__RECORDED INFORMATION__
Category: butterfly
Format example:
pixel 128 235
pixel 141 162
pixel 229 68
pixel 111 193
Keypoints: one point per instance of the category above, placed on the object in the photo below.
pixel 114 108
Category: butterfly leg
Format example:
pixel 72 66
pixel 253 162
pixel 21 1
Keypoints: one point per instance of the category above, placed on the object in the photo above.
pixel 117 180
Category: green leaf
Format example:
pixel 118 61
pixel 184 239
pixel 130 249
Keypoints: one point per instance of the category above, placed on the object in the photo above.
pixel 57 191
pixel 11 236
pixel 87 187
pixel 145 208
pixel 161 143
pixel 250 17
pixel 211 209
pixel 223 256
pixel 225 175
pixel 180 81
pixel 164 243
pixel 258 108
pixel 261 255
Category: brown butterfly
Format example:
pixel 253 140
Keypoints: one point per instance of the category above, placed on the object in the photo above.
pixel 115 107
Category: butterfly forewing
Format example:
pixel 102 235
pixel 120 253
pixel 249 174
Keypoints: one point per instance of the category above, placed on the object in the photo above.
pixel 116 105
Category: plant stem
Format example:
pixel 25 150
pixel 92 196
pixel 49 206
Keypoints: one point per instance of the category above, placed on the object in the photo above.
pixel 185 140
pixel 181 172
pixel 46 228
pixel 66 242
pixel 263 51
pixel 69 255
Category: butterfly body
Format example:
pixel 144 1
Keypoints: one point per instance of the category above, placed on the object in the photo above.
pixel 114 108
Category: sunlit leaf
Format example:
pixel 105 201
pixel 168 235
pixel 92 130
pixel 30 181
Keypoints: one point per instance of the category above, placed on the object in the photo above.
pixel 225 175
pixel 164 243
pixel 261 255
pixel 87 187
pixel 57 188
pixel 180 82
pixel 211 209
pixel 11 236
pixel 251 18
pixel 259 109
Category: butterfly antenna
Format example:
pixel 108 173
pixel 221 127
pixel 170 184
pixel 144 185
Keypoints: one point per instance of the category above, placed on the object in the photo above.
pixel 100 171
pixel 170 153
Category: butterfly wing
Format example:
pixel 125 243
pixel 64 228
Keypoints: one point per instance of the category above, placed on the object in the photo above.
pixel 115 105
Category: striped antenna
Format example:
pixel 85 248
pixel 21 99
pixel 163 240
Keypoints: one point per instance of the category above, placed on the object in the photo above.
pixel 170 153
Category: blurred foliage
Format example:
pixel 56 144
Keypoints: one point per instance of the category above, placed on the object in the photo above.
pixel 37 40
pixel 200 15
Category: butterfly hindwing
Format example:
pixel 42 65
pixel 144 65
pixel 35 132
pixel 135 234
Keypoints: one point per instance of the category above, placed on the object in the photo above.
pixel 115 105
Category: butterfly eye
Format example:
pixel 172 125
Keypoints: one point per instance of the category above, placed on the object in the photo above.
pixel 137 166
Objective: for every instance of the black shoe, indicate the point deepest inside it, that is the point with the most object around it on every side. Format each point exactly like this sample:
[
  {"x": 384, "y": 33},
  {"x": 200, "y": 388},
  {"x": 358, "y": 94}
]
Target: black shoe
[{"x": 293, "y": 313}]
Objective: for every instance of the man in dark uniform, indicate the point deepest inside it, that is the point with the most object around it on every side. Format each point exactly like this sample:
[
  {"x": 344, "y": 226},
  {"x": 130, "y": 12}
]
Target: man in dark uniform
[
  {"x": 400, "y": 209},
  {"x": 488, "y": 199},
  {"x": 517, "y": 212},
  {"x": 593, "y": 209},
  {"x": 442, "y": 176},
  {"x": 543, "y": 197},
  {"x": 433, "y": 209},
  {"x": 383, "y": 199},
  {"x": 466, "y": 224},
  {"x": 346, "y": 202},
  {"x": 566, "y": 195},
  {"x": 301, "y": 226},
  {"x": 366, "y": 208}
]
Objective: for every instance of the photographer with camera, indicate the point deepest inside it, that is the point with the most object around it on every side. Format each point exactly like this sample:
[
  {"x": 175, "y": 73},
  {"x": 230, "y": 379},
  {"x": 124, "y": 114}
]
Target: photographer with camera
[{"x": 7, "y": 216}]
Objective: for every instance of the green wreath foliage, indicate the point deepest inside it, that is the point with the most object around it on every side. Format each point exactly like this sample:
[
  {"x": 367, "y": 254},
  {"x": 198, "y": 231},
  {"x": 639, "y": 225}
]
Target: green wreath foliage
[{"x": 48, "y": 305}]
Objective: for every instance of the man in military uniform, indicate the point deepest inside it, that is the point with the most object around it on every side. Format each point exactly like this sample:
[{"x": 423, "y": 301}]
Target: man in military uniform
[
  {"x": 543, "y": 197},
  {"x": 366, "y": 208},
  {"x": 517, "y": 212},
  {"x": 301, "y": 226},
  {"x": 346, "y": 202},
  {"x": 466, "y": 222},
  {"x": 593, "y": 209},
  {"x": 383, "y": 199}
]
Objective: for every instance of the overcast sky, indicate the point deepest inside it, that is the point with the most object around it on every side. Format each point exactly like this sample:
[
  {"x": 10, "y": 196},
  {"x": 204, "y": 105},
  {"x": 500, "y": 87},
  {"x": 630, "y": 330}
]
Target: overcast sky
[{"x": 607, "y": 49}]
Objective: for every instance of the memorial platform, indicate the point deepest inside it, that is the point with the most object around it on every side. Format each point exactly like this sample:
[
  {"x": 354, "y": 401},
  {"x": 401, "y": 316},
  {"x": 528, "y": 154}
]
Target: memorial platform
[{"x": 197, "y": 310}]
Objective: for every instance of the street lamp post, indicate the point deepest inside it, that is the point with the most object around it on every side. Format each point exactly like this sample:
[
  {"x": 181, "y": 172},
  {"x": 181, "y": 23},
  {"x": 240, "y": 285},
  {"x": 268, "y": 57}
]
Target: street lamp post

__WHAT THE EXERCISE ASKS__
Could you rewrite every line of the items above as a numbered list, leaving out any blank lines?

__SOLVED PROBLEM__
1. Category: butterfly
2. Format example:
3. pixel 128 235
4. pixel 141 162
5. pixel 229 68
6. pixel 111 193
7. Keypoints: one point per instance of the category above, placed on the object in the photo below.
8. pixel 114 108
9. Category: butterfly leg
10. Format example:
11. pixel 72 66
12. pixel 253 162
13. pixel 21 1
14. Keypoints: one point per instance of the category above, placed on the object in the photo above.
15. pixel 117 180
16. Category: green leaf
17. Format example:
18. pixel 118 61
19. pixel 184 239
20. pixel 130 249
21. Keypoints: one point per instance of the category above, placed on the object in the photo above.
22. pixel 57 191
23. pixel 11 236
24. pixel 87 187
25. pixel 145 208
26. pixel 161 143
27. pixel 250 17
28. pixel 211 209
29. pixel 223 256
30. pixel 225 175
31. pixel 180 81
32. pixel 164 243
33. pixel 258 108
34. pixel 261 255
35. Category: brown butterfly
36. Format example:
37. pixel 253 140
38. Keypoints: one point per instance of the category above, placed on the object in the photo above.
39. pixel 115 107
40. Category: butterfly forewing
41. Format example:
42. pixel 102 235
43. pixel 120 253
44. pixel 249 174
45. Keypoints: one point per instance of the category above, placed on the object in the photo above.
46. pixel 116 105
47. Category: plant stem
48. Format example:
49. pixel 25 150
50. pixel 92 196
51. pixel 49 206
52. Keypoints: one point per instance of the category above, placed on the object in the photo above.
53. pixel 185 140
54. pixel 181 172
55. pixel 46 228
56. pixel 66 242
57. pixel 263 51
58. pixel 69 255
59. Category: butterfly body
60. Format example:
61. pixel 144 1
62. Keypoints: one point per instance of the category above, placed on the object in the photo above.
63. pixel 114 108
64. Category: sunlit leaf
65. Format example:
66. pixel 105 201
67. pixel 168 235
68. pixel 92 130
69. pixel 30 181
70. Keypoints: one point per instance of the category above, placed on the object in the photo above.
71. pixel 225 175
72. pixel 164 243
73. pixel 261 255
74. pixel 87 187
75. pixel 57 188
76. pixel 180 82
77. pixel 211 209
78. pixel 11 236
79. pixel 251 18
80. pixel 259 109
81. Category: butterfly antenna
82. Format example:
83. pixel 108 173
84. pixel 221 127
85. pixel 170 184
86. pixel 144 185
87. Keypoints: one point per instance of the category above, placed on the object in the photo above.
88. pixel 100 171
89. pixel 170 153
90. Category: butterfly wing
91. Format example:
92. pixel 125 243
93. pixel 64 228
94. Keypoints: one point per instance of the category above, placed on the object in the photo above.
95. pixel 115 105
96. Category: striped antenna
97. Format example:
98. pixel 85 248
99. pixel 21 99
100. pixel 163 240
101. Keypoints: one point per instance of the category above, placed on the object in the photo above.
102. pixel 170 153
103. Category: blurred foliage
104. Format example:
105. pixel 56 144
106. Keypoints: one point per instance of the category above, placed on the object in the photo above.
107. pixel 37 40
108. pixel 200 15
109. Category: butterfly hindwing
110. Format example:
111. pixel 42 65
112. pixel 144 65
113. pixel 35 132
114. pixel 135 234
115. Keypoints: one point per instance of the category above, placed on the object in the photo above.
116. pixel 115 105
117. Category: butterfly eye
118. Format example:
119. pixel 172 125
120. Keypoints: one point per instance of the category above, placed on the object in the photo above.
121. pixel 137 166
122. Objective: for every instance of the black shoe, indicate the point deepest inside it, that is the point with the most object around it on every side. Format each point exactly like this sample:
123. [
124.   {"x": 384, "y": 33},
125.   {"x": 200, "y": 388},
126.   {"x": 358, "y": 94}
127. ]
128. Target: black shoe
129. [{"x": 293, "y": 313}]
130. Objective: for every instance of the man in dark uniform, indicate the point deepest inside it, that is the point with the most object around it on every side. Format each point exactly like this sample:
131. [
132.   {"x": 344, "y": 226},
133.   {"x": 130, "y": 12}
134. ]
135. Target: man in dark uniform
136. [
137.   {"x": 400, "y": 209},
138.   {"x": 488, "y": 199},
139.   {"x": 517, "y": 212},
140.   {"x": 593, "y": 209},
141.   {"x": 442, "y": 176},
142.   {"x": 543, "y": 197},
143.   {"x": 433, "y": 209},
144.   {"x": 383, "y": 199},
145.   {"x": 466, "y": 224},
146.   {"x": 346, "y": 202},
147.   {"x": 566, "y": 195},
148.   {"x": 301, "y": 226},
149.   {"x": 366, "y": 208}
150. ]
151. Objective: for every instance of the photographer with camera, indicate the point deepest inside it, that is the point with the most object around it on every side. Format each point exactly like this sample:
152. [
153.   {"x": 175, "y": 73},
154.   {"x": 230, "y": 379},
155.   {"x": 124, "y": 114}
156. ]
157. Target: photographer with camera
158. [{"x": 7, "y": 216}]
159. Objective: for every instance of the green wreath foliage, indicate the point deepest inside it, that is the point with the most object around it on every side. Format each point exactly like this sample:
160. [
161.   {"x": 367, "y": 254},
162.   {"x": 198, "y": 231},
163.   {"x": 639, "y": 225}
164. ]
165. Target: green wreath foliage
166. [{"x": 48, "y": 305}]
167. Objective: for every instance of the man in military uniform, indicate the point deepest inside it, that is the point with the most object around it on every side. Format each point exactly like this sample:
168. [{"x": 423, "y": 301}]
169. Target: man in military uniform
170. [
171.   {"x": 543, "y": 197},
172.   {"x": 366, "y": 208},
173.   {"x": 517, "y": 212},
174.   {"x": 301, "y": 226},
175.   {"x": 346, "y": 202},
176.   {"x": 466, "y": 222},
177.   {"x": 593, "y": 209},
178.   {"x": 383, "y": 199}
179. ]
180. Objective: for every instance of the overcast sky, indicate the point deepest inside it, that is the point with the most object around it on every side. Format each point exactly like this sample:
181. [
182.   {"x": 10, "y": 196},
183.   {"x": 204, "y": 105},
184.   {"x": 500, "y": 87},
185.   {"x": 630, "y": 330}
186. ]
187. Target: overcast sky
188. [{"x": 607, "y": 49}]
189. Objective: for every instance of the memorial platform, indicate the point deepest inside it, that is the point with the most object around it on every side. Format each point exactly like this sample:
190. [
191.   {"x": 354, "y": 401},
192.   {"x": 401, "y": 316},
193.   {"x": 528, "y": 154}
194. ]
195. Target: memorial platform
196. [{"x": 197, "y": 310}]
197. Objective: for every instance of the street lamp post, indicate the point deepest inside it, that is the point with the most object around it on every side. Format each point exactly like this sample:
198. [
199.   {"x": 181, "y": 172},
200.   {"x": 181, "y": 23},
201.   {"x": 240, "y": 285},
202.   {"x": 268, "y": 57}
203. ]
204. Target: street lamp post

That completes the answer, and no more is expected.